REQUIREMENTS: Output every line of the entries below as a numbered list, leaving out any blank lines.

___ DATA FOR THIS EXERCISE

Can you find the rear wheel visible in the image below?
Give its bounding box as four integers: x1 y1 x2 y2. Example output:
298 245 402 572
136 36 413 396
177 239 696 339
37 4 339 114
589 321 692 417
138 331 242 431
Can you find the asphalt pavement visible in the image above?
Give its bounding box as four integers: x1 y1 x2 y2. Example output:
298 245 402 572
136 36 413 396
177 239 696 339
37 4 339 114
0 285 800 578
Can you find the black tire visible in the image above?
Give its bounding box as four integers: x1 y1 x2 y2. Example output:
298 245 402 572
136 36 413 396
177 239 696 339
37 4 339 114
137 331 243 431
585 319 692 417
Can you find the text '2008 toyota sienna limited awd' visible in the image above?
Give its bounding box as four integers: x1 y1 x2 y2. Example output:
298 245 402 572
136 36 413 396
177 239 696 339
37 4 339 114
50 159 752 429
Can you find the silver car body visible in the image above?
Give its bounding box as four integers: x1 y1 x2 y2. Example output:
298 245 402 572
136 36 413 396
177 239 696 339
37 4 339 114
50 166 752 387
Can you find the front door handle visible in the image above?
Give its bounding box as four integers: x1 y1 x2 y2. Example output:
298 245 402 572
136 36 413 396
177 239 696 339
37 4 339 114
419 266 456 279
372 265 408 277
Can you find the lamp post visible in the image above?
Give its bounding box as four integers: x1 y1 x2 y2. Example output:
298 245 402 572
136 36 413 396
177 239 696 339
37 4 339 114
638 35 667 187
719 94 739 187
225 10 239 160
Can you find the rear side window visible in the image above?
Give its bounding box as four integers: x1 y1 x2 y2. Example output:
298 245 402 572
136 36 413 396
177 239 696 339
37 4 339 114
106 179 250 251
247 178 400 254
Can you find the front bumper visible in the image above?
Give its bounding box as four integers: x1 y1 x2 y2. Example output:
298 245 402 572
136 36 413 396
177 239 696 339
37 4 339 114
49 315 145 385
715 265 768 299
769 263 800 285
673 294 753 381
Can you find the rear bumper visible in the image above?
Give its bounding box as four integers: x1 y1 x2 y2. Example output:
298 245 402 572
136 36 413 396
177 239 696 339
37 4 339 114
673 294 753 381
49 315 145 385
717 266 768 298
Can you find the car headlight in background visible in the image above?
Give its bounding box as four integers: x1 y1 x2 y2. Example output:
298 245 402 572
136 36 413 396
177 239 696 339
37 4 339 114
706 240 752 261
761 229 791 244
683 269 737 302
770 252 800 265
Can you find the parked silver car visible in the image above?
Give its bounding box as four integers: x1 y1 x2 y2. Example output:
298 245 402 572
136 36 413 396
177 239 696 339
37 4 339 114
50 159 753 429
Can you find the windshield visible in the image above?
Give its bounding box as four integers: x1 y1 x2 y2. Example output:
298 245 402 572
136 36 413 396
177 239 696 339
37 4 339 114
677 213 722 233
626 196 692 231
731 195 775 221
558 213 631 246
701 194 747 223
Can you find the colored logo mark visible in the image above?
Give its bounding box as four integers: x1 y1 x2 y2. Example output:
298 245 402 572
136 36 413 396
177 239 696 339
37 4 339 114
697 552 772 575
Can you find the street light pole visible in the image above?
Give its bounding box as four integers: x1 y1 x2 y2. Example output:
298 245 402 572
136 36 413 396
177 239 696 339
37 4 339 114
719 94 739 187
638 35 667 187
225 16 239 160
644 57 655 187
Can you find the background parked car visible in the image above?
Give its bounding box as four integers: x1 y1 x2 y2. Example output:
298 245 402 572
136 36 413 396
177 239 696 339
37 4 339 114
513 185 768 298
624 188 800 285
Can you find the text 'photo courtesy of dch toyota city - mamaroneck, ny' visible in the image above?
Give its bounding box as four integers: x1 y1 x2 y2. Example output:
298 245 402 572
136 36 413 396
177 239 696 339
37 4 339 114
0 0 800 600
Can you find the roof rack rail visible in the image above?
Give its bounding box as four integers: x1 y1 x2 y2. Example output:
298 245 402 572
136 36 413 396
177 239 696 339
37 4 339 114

______

WORKED SOLUTION:
1. Can you find the rear wheel visible in the image below?
2. Give its bounding box as four integers: x1 y1 x2 y2. Example output:
3. 298 245 402 572
4. 136 36 413 396
5. 177 239 696 339
6. 37 4 339 114
7. 589 321 692 417
8. 138 331 242 431
9. Can you find the asphalt pavement visible in the image above?
10. Give its bounding box as four integers: x1 y1 x2 y2. Example output:
11. 298 245 402 572
12. 136 36 413 396
13. 177 239 696 339
14. 37 4 339 114
15. 0 285 800 578
16. Can you find the black tire visible in the image above?
17. Give its bounding box as four integers: x1 y1 x2 y2. Example output:
18. 298 245 402 572
19. 136 36 413 396
20. 177 239 696 339
21. 37 4 339 114
22. 137 331 243 431
23. 585 319 692 417
24. Can you find the text '2008 toyota sienna limited awd' visible in the image above?
25. Give its bounding box as four integers: x1 y1 x2 y2. Example output:
26. 298 245 402 572
27. 136 36 413 396
28. 177 239 696 339
29. 37 4 339 114
30. 50 159 752 429
31. Can you find the silver car body visible in the image above?
32. Give its bounding box as four integers: x1 y1 x2 y2. Example output:
33. 298 245 402 572
34. 136 36 413 396
35. 177 239 696 339
36. 37 4 339 114
37. 50 166 752 387
38. Can you find the front door handle visible in the image above?
39. Give its bounding box as four integers: x1 y1 x2 y2. Example output:
40. 298 245 402 572
41. 136 36 413 396
42. 177 239 696 339
43. 37 4 339 114
44. 419 266 456 279
45. 372 265 408 277
46. Can you find the lamp post visible in the image above?
47. Give its bounding box as four integers: x1 y1 x2 y2. Example output:
48. 298 245 402 572
49. 136 36 413 396
50. 177 239 696 339
51. 37 4 339 114
52. 638 35 667 187
53. 719 94 739 187
54. 225 10 239 160
55. Can you find the rear side window visible in the image above?
56. Give its bounding box as four integers: x1 y1 x2 y2. Example output:
57. 298 245 402 572
58. 136 36 413 396
59. 177 239 696 339
60. 37 4 339 114
61. 106 179 250 251
62. 247 178 400 254
63. Can you find the front bumper visible in the image above?
64. Give its bounding box as four integers: x1 y1 x2 y2. Example output:
65. 298 245 402 572
66. 136 36 413 396
67. 177 239 696 339
68. 37 4 339 114
69. 49 315 145 385
70. 715 265 768 299
71. 769 263 800 285
72. 673 294 753 381
73. Can you find the rear bumper visible in the image above?
74. Give its bounding box as four integers: x1 y1 x2 y2. Example output:
75. 298 245 402 572
76. 136 36 413 396
77. 177 239 696 339
78. 37 4 339 114
79. 673 294 753 381
80. 49 315 145 385
81. 717 266 768 298
82. Can you find the car headlight in background visible in the image above?
83. Give its bounding box as four integers: x1 y1 x2 y2. Example output:
84. 298 245 402 572
85. 136 36 413 396
86. 177 239 696 339
87. 37 4 339 114
88. 706 240 752 261
89. 761 229 791 244
90. 683 269 737 302
91. 770 252 800 265
92. Can you find the parked silver car visible in the image above?
93. Give its bounding box as four integers: x1 y1 x2 y2. Example output:
94. 298 245 402 572
95. 136 36 413 396
96. 177 239 696 339
97. 37 4 339 114
98. 50 159 753 429
99. Can you find the windshield visible in the image above?
100. Give its bounding box as four integers: x1 y1 x2 y2. Example output:
101. 298 245 402 572
102. 136 36 413 396
103. 177 239 696 339
104. 37 4 339 114
105. 677 213 722 233
106. 626 196 692 231
107. 731 195 775 221
108. 558 213 631 246
109. 701 194 747 223
110. Can you find the colored logo mark visible in the image above?
111. Give its bounding box as four integers: x1 y1 x2 y2. Example output:
112. 298 245 402 572
113. 136 36 413 396
114. 177 239 696 339
115. 37 4 339 114
116. 697 552 772 575
117. Can you find the street light pole visible in the image above?
118. Give its bounding box as four integers: x1 y1 x2 y2. Example output:
119. 298 245 402 572
120. 136 36 413 396
121. 177 239 696 339
122. 37 4 339 114
123. 719 94 739 187
124. 638 35 667 187
125. 225 16 239 160
126. 644 57 655 187
127. Can you find the background parked car visible in the image above?
128. Give its bounding box as four integers: x1 y1 x2 y2. Example output:
129. 298 245 402 572
130. 136 36 413 396
131. 177 239 696 339
132. 37 4 339 114
133. 513 185 768 298
134. 624 188 800 285
135. Can you find the text 'photo courtesy of dch toyota city - mamaroneck, ny' visible in the image above?
136. Give its bounding box as four integers: x1 y1 x2 y2. Example output:
137. 298 245 402 572
138. 136 36 413 396
139. 177 239 696 339
140. 37 4 339 114
141. 0 0 800 600
142. Can you find the roof rack rail visible in the image above?
143. Give its bounding box as four integers: x1 y1 x2 y2. Example output:
144. 298 245 402 572
145. 136 36 413 396
146. 177 239 696 339
147. 37 4 339 114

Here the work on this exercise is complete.